GIVEN REQUEST 1
Copy word for word everything in the forum post about moving Joomla users from "now i’dlike to" down to "from db to db.".
GIVEN REQUEST 2
Pick up the forum post about moving Joomla user data into Dragonfly CMS at the point where it stops, and keep writing it.

TEXT
────────

HI there,

i have a website http://www.league.vivahosting.co.uk which uses Joomla for main cms and Dragonflycms as the league component module.

now what i want to achieve is a script to copy username and email from the jos_users table and insert it into the cmsdf_users table now the rows in each table are as follows

jos_users - username, email
cmsdf_users - username, user-email

now i’dlike to do the same with the passwords but joomal’s encryption is hash:salted i believe and Dragonflycms is md5 so i’m thinking a workaround using a custom field provided by joomla to have a plain txt password that is encrypted during the transfer process from db to db.

Now the custom field is not kept in the jos_users table its located in letnp_user which i believe are linked by user_id.

Below is what i have so far but doesn’t seem to work it gives the following error

ERROR: there was a problem inserting data.

and

[29-Aug-2012 15:31:13] PHP Warning: mysql_fetch_assoc(): supplied argument is not a valid MySQL result resource in /home/leaguevi/public_html/convert.php on line 25

in toe error_log from the server.

[php]<?php

// Set the connection information
$con = mysql_connect(“localhost”, “DbName”, “Password”);

// Select the original database containing old records
mysql_select_db(“leaguevi_jooml62”, $con);

// Check the connection
if (!$con)
{
die('Could not connect: ’ . mysql_error());
}

// Select the records from the database
$query = “SELECT * FROM jos_users”;

// Run the query
$result = mysql_query($query);

// Now select the new database
mysql_select_db(“cmsdf_users”, $con);

// Loop through each row from the old database
while ($row = mysql_fetch_assoc($result))
{
// Set each column to a variable
$username = $row[‘username’];
$email = $row[‘email’];
// You could also reset defaults or check for NULL columns
// Here’s an example for permissions:
if ($row[‘permissions’] == 0)
{
$permissions = 1;
}
else if ($row[‘permissions’] > 3)

────────

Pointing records
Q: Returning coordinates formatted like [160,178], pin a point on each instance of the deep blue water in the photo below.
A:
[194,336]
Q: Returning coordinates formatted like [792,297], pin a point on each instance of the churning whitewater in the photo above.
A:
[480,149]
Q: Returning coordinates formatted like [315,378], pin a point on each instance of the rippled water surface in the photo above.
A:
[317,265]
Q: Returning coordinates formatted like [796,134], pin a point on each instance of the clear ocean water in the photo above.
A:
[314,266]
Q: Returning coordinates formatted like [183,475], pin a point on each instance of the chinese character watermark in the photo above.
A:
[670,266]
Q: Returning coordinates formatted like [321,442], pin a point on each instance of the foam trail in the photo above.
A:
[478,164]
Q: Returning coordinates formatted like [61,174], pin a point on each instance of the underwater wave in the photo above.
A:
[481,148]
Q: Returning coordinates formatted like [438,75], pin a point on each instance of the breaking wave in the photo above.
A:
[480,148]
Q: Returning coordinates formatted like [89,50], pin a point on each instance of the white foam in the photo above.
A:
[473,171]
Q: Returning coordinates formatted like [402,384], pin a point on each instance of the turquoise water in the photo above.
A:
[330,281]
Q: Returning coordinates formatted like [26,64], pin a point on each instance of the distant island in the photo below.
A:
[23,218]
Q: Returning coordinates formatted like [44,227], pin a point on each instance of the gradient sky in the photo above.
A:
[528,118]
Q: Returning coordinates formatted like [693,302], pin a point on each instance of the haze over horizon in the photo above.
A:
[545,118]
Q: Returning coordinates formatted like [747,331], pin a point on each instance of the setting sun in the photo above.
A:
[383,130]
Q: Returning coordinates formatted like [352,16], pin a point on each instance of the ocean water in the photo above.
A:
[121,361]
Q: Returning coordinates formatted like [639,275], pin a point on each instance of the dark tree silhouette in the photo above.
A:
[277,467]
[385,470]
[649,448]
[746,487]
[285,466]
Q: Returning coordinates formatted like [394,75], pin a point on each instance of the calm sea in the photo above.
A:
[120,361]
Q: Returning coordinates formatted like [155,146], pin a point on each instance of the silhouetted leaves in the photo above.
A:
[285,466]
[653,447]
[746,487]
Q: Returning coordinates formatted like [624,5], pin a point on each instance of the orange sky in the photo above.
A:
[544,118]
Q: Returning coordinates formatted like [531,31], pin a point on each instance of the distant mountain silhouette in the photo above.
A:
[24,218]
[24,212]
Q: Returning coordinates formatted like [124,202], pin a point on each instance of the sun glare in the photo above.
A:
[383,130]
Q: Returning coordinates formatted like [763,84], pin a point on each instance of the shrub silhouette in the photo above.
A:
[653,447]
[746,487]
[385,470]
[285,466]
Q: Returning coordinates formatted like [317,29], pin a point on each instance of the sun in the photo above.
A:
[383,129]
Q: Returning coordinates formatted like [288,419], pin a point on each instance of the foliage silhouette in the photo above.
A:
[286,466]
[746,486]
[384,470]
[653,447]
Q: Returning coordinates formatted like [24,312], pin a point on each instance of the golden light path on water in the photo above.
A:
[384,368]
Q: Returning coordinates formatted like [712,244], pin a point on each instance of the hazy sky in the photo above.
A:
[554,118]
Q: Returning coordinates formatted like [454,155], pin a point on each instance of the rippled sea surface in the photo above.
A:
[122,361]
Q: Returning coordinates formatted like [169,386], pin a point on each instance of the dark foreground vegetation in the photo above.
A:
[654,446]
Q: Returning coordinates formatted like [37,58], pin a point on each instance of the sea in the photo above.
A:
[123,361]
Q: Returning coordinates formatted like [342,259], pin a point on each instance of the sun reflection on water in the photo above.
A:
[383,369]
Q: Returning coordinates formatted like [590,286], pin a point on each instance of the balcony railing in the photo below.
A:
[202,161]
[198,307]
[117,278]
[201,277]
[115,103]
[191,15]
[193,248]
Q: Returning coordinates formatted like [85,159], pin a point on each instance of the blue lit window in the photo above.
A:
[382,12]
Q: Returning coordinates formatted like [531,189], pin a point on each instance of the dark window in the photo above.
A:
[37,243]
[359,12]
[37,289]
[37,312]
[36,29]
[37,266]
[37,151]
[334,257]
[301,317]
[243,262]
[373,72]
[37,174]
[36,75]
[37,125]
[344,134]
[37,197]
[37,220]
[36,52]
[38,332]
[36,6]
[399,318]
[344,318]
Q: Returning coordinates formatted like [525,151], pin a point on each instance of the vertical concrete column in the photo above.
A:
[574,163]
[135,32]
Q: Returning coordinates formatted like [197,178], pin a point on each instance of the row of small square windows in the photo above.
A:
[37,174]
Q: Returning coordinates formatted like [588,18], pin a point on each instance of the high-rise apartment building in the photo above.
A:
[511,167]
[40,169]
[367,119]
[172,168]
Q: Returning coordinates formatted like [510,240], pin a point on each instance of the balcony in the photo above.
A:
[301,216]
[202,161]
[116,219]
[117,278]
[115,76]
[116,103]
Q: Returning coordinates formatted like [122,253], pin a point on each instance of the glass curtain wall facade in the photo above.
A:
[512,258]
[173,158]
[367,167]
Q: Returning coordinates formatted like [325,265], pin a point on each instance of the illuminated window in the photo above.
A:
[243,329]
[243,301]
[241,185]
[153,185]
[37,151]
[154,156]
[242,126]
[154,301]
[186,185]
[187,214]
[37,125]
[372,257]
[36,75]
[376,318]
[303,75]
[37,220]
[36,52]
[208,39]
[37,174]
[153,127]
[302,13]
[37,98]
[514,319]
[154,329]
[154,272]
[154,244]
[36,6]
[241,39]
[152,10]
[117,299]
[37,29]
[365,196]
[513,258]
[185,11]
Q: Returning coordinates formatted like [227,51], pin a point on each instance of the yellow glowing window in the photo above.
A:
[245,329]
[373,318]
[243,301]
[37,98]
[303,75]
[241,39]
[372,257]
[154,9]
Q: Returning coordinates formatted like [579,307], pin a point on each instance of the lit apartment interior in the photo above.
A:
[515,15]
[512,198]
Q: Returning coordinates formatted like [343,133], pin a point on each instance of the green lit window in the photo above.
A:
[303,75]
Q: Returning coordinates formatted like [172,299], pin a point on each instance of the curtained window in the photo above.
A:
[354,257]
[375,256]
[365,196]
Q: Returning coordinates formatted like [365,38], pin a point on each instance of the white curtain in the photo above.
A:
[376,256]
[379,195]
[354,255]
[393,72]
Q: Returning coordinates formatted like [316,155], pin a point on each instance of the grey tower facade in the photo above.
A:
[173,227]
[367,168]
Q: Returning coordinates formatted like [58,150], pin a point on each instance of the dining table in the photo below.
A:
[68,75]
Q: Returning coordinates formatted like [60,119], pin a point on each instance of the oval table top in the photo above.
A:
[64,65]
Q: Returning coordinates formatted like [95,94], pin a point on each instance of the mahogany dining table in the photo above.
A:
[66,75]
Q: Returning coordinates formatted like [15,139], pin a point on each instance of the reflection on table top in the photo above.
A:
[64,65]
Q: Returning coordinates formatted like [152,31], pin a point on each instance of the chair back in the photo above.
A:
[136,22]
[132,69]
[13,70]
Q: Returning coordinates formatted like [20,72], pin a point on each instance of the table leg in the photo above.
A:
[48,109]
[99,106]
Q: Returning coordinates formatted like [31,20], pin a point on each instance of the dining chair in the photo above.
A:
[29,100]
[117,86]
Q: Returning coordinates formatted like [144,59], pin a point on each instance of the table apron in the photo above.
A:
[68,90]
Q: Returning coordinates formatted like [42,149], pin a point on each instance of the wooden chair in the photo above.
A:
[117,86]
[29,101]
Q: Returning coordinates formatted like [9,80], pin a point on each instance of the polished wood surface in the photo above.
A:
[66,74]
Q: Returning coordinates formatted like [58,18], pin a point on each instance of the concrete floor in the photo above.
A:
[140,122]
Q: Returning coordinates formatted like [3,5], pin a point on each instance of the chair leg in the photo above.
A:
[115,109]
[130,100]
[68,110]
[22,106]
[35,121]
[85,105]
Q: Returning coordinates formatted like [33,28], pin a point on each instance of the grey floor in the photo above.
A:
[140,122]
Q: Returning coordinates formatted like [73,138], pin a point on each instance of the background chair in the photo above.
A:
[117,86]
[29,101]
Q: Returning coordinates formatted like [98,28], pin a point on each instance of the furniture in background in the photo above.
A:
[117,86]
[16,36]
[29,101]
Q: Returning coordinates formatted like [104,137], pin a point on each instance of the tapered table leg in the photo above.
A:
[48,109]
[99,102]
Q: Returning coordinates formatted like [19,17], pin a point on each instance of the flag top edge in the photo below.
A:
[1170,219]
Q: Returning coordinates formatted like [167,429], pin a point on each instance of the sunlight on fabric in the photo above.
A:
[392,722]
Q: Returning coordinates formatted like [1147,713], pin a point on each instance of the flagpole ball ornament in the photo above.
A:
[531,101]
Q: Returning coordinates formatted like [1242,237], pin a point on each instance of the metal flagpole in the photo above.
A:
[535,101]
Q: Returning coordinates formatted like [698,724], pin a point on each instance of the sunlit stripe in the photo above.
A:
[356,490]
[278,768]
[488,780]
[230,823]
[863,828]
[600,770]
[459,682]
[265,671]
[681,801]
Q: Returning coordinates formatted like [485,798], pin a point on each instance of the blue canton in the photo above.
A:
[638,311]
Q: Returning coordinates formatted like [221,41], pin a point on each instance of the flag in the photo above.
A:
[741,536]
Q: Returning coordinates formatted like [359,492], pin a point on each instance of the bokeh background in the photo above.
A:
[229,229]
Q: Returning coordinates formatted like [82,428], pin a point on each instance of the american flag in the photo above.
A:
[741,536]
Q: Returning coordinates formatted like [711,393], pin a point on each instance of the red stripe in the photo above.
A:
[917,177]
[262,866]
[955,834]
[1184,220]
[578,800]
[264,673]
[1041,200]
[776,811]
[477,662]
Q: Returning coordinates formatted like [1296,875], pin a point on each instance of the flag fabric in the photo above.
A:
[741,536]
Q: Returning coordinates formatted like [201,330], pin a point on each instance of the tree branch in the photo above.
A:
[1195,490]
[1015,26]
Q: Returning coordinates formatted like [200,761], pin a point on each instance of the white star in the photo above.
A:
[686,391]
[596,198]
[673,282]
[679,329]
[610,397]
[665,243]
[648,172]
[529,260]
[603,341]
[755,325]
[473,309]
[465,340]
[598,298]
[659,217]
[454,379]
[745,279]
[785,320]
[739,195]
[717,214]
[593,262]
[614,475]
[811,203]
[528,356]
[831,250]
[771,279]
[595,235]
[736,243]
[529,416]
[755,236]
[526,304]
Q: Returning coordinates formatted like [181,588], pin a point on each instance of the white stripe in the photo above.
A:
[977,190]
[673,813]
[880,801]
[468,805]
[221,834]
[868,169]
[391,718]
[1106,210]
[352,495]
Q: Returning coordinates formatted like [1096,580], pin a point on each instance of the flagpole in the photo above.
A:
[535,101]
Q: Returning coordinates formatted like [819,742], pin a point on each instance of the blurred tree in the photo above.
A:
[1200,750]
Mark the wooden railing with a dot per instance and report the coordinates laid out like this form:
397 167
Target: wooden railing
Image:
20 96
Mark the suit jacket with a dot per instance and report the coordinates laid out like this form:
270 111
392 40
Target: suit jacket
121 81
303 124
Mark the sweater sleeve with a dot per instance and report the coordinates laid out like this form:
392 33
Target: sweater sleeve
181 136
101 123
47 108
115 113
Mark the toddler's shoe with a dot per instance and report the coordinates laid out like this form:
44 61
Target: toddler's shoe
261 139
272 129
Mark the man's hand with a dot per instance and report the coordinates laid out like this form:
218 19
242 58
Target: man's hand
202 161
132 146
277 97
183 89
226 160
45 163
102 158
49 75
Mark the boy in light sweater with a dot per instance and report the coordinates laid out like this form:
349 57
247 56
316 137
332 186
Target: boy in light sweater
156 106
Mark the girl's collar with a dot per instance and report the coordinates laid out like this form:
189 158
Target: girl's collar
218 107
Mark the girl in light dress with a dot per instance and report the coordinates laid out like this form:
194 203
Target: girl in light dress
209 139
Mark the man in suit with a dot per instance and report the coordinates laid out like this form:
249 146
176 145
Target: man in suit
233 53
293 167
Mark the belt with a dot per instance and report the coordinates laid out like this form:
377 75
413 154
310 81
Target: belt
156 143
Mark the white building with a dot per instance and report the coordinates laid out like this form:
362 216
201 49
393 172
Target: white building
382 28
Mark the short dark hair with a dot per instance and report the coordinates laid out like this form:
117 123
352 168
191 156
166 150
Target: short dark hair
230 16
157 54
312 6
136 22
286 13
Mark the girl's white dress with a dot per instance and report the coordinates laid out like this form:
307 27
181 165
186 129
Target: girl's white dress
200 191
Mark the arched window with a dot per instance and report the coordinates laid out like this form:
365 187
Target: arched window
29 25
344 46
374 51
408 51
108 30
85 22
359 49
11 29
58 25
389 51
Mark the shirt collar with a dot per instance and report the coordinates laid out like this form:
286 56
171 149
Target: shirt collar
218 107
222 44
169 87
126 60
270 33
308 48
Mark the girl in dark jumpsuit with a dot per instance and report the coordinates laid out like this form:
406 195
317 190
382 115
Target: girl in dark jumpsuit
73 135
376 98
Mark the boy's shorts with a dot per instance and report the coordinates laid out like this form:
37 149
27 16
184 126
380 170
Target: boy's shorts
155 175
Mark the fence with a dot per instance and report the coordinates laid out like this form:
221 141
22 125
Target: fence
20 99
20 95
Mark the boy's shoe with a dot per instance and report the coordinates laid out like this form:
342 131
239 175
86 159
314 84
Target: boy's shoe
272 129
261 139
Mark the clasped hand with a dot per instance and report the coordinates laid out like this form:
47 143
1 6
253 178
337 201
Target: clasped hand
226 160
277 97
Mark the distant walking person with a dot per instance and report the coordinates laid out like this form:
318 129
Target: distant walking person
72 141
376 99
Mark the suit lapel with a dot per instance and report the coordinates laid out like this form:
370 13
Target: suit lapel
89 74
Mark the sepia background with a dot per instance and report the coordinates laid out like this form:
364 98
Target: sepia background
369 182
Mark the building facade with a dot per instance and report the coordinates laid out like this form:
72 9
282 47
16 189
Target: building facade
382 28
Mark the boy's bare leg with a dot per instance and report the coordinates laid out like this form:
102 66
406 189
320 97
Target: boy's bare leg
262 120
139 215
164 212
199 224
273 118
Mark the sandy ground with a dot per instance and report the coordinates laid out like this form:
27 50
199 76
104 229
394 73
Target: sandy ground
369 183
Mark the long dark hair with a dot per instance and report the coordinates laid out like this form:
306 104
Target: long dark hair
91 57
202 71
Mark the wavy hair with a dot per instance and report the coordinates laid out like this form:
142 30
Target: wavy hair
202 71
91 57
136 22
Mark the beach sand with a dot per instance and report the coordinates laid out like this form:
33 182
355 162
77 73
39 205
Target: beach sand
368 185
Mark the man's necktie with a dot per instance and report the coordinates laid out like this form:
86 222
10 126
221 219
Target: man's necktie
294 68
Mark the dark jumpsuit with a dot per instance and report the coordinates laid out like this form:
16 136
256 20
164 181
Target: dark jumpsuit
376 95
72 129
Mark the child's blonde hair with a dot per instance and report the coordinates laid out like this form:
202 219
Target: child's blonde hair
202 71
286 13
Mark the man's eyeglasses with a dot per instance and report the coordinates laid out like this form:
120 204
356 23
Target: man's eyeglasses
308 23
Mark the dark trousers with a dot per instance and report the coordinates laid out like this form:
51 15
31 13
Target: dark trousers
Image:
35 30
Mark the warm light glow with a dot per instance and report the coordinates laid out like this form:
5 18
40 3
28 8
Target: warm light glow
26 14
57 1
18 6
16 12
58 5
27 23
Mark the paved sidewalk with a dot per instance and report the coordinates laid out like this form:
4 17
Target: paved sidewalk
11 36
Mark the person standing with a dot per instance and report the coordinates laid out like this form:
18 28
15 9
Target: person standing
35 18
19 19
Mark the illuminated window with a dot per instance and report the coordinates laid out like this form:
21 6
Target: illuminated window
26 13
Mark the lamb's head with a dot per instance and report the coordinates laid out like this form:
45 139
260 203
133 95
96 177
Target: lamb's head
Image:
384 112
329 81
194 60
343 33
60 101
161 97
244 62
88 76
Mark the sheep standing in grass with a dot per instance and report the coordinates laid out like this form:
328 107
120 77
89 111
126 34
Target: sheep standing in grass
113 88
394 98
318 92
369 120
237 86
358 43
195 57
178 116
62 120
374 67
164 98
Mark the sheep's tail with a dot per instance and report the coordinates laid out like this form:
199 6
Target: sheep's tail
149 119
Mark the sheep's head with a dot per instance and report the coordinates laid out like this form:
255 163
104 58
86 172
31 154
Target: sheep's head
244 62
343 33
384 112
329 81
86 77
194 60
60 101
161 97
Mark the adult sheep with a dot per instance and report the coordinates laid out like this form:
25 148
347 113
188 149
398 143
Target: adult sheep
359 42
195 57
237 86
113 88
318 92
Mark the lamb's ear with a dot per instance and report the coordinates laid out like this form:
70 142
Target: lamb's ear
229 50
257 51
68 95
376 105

────────

WRITTEN RESPONSE 1
now i’dlike to do the same with the passwords but joomal’s encryption is hash:salted i believe and Dragonflycms is md5 so i’m thinking a workaround using a custom field provided by joomla to have a plain txt password that is encrypted during the transfer process from db to db.

WRITTEN RESPONSE 2
{
$permissions = $row[‘permissions’] + 1;
}
else
{
$permissions = $row[‘permissions’];
}
$date = $row[‘date’];

 // Set up the INSERT query
 $insert = "INSERT INTO cmsdf_users (username, user_email, permissions, date) VALUES ('$username', '$email', '$permissions', '$date')";


 // Run the INSERT query
 mysql_query($insert);


 // Check to make sure this particular INSERT worked
 if (!mysql_insert_id())
 {
      echo "ERROR: there was a problem inserting data.";
 }

}

// Close the connection
mysql_close($con);

?>[/php]

Any help on this i would be very greatful

When you swap the db selection does this have an effect on the query ?
Maybe its running the query after you select the second database?

print /echo out your rows to see if the data is what you expect it to be.

Add die to your query see what error you get
[php]$query = “SELECT * FROM jos_users” or die(mysql_error());[/php]

have done that and now get the following error

Resource id #11SELECT * FROM jos_usersResource id #2ERROR: there was a problem inserting data.1

What have you done ? out of the three or four things I said to do ?

just add the or die ?

[php]<?php

// Set the connection information
print $con = mysql_connect(“localhost”, “leaguevi_jooml62”, “******”);

// Select the original database containing old records
print mysql_select_db(“leaguevi_jooml62”, $con);

// Check the connection
if (!$con)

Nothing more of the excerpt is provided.